Retype the tail of the data exactly, starting at the line containing "Could you please pick out the black wetsuit" and stopping at the last line.

---------- Listed entries ----------

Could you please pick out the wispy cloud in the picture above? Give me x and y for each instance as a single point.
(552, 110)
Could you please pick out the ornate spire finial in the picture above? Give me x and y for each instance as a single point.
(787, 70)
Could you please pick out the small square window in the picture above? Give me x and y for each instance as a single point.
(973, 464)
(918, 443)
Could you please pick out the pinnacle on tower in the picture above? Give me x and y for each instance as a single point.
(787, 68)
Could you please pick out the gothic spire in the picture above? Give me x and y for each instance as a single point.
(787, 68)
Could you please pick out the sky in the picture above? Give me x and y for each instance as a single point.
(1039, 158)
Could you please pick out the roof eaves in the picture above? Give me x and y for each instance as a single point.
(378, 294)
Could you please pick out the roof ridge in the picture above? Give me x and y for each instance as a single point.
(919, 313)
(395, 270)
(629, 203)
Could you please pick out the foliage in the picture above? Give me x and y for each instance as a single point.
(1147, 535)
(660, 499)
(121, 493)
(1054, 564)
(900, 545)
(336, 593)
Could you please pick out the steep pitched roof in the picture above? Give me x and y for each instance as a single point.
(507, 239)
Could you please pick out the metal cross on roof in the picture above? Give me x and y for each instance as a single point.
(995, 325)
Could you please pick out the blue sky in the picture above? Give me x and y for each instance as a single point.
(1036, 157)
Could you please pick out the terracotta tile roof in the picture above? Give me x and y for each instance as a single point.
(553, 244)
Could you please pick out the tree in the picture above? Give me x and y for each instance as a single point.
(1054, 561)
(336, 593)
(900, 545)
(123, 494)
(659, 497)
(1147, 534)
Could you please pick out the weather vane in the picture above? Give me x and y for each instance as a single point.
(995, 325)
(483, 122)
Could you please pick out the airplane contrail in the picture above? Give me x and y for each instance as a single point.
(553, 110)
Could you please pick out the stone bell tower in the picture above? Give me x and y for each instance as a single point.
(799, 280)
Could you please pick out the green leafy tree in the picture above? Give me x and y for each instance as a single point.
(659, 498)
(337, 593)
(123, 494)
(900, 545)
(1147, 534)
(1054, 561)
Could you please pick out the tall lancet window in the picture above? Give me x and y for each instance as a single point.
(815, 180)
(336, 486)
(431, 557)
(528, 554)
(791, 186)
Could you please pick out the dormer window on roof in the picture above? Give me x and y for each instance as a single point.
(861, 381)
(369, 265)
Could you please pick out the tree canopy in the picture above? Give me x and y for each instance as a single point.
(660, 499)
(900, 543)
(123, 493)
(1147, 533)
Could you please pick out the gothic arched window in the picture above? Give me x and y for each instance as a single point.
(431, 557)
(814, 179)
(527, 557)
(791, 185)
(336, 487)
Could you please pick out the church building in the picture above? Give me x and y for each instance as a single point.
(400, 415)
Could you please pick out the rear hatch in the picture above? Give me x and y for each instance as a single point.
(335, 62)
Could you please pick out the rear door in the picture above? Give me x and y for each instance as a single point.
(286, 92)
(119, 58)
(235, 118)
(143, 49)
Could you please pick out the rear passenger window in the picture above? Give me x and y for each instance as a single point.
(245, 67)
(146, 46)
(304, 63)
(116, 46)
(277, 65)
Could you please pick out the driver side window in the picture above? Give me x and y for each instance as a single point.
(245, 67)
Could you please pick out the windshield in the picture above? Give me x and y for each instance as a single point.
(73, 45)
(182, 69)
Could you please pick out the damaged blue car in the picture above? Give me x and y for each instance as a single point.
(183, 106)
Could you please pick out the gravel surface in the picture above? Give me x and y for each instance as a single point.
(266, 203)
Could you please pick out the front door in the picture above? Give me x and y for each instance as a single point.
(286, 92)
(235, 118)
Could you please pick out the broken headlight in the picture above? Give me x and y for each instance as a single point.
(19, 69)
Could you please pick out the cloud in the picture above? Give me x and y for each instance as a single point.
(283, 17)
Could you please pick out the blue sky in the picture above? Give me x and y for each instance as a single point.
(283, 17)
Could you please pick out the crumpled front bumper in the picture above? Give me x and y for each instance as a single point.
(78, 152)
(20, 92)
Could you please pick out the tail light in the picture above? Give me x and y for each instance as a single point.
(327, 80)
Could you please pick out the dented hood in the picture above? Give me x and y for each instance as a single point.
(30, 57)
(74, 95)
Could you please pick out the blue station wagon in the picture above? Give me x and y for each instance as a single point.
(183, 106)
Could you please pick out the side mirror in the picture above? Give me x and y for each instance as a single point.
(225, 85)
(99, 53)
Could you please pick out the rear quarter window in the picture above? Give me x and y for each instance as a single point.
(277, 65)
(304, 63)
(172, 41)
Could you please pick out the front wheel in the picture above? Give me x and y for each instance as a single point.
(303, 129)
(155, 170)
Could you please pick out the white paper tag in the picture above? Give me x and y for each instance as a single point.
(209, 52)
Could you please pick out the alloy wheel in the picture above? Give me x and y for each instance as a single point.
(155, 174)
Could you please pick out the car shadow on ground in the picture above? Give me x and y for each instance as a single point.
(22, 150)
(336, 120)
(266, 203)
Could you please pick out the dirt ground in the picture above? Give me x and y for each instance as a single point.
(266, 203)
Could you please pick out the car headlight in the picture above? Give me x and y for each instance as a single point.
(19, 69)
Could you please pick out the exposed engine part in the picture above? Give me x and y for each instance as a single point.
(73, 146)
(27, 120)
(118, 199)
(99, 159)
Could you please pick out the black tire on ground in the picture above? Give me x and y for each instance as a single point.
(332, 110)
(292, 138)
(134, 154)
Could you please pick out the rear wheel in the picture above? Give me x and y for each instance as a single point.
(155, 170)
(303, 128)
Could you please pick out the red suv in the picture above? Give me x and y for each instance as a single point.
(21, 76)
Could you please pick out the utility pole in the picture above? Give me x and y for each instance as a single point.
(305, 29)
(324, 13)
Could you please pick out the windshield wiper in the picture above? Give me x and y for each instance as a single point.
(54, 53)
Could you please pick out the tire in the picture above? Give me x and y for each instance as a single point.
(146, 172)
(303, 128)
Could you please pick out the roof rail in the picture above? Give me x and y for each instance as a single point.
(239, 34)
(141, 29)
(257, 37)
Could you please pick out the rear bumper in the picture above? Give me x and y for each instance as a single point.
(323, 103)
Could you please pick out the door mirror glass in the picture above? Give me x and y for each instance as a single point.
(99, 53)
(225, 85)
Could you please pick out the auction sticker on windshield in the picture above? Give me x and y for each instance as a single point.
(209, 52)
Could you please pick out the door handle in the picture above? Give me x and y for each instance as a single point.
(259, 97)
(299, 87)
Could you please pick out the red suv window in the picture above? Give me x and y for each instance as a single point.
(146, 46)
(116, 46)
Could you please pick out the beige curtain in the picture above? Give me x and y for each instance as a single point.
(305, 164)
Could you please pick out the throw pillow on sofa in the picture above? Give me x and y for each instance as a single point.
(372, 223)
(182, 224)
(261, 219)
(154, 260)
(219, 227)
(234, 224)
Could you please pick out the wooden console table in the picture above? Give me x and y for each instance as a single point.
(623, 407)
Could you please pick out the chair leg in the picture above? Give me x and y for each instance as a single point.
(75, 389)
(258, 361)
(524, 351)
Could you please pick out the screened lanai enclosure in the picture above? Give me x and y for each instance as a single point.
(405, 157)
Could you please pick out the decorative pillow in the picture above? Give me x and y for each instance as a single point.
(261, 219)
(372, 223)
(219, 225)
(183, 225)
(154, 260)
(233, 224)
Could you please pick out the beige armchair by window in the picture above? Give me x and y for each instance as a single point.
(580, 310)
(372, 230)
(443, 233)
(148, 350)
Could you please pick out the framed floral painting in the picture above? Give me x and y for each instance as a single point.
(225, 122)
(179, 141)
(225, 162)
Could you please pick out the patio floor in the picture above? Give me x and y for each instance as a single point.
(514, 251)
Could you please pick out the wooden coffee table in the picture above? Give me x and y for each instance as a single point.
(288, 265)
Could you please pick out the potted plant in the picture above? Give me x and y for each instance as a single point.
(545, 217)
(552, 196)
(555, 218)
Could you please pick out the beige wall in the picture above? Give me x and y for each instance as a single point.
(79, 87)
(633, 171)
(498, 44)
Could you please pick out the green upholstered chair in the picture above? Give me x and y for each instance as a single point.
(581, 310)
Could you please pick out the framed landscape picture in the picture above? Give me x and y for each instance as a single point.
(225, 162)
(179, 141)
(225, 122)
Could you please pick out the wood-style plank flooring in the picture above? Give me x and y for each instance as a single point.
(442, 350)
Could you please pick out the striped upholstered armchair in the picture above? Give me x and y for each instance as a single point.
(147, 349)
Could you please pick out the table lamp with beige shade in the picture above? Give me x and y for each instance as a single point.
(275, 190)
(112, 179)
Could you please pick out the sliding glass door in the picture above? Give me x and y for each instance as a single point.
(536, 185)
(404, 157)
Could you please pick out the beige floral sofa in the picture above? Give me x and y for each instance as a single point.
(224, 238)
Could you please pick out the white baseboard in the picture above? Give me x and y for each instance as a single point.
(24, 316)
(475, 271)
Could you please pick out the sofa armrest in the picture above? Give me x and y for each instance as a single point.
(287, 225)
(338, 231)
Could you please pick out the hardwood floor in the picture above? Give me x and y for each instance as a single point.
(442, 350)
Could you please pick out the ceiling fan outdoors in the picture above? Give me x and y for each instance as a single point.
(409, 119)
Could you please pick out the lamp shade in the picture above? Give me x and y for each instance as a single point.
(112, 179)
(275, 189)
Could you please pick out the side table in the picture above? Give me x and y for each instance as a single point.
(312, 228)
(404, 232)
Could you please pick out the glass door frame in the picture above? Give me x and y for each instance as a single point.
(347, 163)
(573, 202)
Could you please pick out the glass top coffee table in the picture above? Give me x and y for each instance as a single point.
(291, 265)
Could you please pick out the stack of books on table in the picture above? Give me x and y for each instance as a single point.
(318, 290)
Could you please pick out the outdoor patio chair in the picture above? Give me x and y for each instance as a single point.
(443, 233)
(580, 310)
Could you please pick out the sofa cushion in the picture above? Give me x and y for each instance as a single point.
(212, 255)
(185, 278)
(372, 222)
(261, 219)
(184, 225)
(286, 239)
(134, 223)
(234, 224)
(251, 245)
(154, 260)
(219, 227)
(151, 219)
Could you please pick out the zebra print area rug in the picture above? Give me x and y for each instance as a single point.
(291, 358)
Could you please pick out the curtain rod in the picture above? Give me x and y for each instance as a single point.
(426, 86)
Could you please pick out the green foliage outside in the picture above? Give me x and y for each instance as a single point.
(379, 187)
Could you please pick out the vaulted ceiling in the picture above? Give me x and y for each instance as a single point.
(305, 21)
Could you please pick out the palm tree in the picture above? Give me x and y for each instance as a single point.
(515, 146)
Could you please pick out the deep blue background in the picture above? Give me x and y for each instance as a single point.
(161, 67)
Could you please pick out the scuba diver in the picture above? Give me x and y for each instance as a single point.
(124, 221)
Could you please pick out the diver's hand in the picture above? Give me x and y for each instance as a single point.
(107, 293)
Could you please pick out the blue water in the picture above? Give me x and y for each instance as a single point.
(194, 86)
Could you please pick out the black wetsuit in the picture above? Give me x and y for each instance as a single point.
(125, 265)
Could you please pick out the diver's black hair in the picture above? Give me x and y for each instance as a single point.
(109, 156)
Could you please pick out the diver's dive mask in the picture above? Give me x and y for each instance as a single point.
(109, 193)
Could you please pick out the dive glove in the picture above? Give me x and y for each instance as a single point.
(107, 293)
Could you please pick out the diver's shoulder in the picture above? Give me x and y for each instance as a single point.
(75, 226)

----------

Exercise answer:
Could you please pick out the black wetsuit in the picture above? Give me x and y for each instance as a single point.
(125, 265)
Could you please pick out the diver's black hair in the picture above? Give me x and y for each instance as a single point.
(109, 156)
Could you please pick out the diver's dive mask in the picture above? Give me x and y for each instance as a single point.
(109, 193)
Could you please pick out the dive glove in the picture above? Give me x and y for each instance as a single point.
(107, 293)
Could you please pick out the diver's shoulder in the picture above? Give me x and y for each instance as a single point.
(75, 226)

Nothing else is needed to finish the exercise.